■ About this exercise
Return an exact copy of the entries, skipping any picture you find.

■ Exercise inputs
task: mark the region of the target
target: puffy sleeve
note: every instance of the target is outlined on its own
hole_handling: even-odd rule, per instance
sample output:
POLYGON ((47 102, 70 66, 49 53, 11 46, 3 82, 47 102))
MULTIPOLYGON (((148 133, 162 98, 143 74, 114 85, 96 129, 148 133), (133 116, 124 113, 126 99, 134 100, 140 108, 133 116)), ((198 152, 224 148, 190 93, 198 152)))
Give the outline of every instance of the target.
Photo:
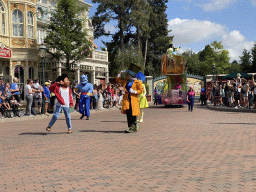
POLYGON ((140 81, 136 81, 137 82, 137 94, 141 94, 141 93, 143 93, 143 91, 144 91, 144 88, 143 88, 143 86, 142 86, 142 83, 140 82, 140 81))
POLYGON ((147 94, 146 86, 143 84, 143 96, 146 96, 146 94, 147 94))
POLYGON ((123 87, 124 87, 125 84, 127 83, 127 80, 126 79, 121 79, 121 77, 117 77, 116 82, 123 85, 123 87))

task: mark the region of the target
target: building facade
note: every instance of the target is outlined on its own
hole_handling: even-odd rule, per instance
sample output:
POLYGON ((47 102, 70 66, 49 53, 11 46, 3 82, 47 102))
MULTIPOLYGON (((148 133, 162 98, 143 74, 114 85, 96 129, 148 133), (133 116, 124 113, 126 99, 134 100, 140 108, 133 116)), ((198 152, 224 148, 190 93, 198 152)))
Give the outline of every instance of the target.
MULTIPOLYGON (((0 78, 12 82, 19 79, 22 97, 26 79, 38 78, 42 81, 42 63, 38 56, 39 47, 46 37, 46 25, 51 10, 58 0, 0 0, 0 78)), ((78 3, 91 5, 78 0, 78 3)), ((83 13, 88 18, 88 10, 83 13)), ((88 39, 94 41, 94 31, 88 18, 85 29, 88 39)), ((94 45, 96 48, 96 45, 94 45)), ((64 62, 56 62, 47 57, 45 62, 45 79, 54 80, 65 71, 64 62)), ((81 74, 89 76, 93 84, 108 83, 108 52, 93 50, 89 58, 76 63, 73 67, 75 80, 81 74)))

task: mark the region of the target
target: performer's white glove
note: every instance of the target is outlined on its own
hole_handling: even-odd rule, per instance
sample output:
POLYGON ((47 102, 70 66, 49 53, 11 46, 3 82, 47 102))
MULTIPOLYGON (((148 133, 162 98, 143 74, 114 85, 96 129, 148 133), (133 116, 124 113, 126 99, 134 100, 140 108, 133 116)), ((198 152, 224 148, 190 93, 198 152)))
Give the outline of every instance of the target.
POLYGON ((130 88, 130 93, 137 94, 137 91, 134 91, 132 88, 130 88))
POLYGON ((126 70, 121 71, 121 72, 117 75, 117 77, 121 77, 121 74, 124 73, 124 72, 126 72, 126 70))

■ Written answer
task: mark the region of the target
target: puffy sleeve
note: every instance of the target is outlined on its own
hole_handling: even-odd rule, per instance
sample output:
POLYGON ((47 102, 70 66, 49 53, 11 46, 3 82, 47 102))
MULTIPOLYGON (((148 133, 162 98, 143 74, 114 85, 96 129, 148 133), (133 116, 124 113, 126 99, 134 100, 140 108, 133 116)), ((198 152, 224 148, 190 93, 198 152)))
Give the outline of every instance of the target.
Photo:
POLYGON ((140 81, 136 81, 137 82, 137 94, 141 94, 141 93, 143 93, 143 91, 144 91, 144 88, 143 88, 143 86, 142 86, 142 83, 140 82, 140 81))
POLYGON ((147 94, 146 86, 143 84, 143 96, 146 96, 146 94, 147 94))
POLYGON ((123 87, 124 87, 125 84, 127 83, 127 80, 126 79, 121 79, 121 77, 117 77, 116 82, 123 85, 123 87))

task: mark the region of the target
target: building facade
note: every instance of the target is outlined on its own
hole_handling: even-odd rule, per instance
sample output:
POLYGON ((47 102, 70 66, 49 53, 11 46, 3 82, 47 102))
MULTIPOLYGON (((148 133, 162 98, 143 74, 114 85, 96 129, 148 133), (133 116, 124 113, 126 99, 134 100, 140 108, 133 116)), ((198 152, 224 148, 190 93, 198 152)))
Give the outline of every instance of the target.
MULTIPOLYGON (((0 78, 12 82, 19 79, 22 97, 26 79, 38 78, 42 81, 42 63, 38 56, 39 47, 46 37, 46 25, 51 10, 58 0, 0 0, 0 78)), ((78 3, 91 5, 78 0, 78 3)), ((83 13, 88 18, 88 10, 83 13)), ((88 39, 94 41, 94 31, 88 18, 85 29, 88 39)), ((94 45, 96 48, 96 45, 94 45)), ((64 62, 56 62, 47 57, 45 62, 45 79, 54 80, 65 71, 64 62)), ((81 74, 89 76, 93 84, 108 83, 108 52, 93 50, 89 58, 76 63, 73 67, 75 80, 81 74)))

task: mark the region of the target
target: performer's white glove
note: every instance of the target is outlined on its own
hole_handling: even-odd rule, per instance
sample output:
POLYGON ((47 102, 70 66, 49 53, 11 46, 3 82, 47 102))
MULTIPOLYGON (((148 133, 162 98, 143 74, 114 85, 96 129, 148 133), (133 116, 124 113, 126 99, 134 100, 140 108, 133 116)), ((198 152, 224 148, 190 93, 198 152)))
Give the outline of every instance of the target.
POLYGON ((130 88, 130 93, 137 94, 137 91, 134 91, 132 88, 130 88))
POLYGON ((126 70, 121 71, 121 72, 117 75, 117 77, 121 77, 121 74, 124 73, 124 72, 126 72, 126 70))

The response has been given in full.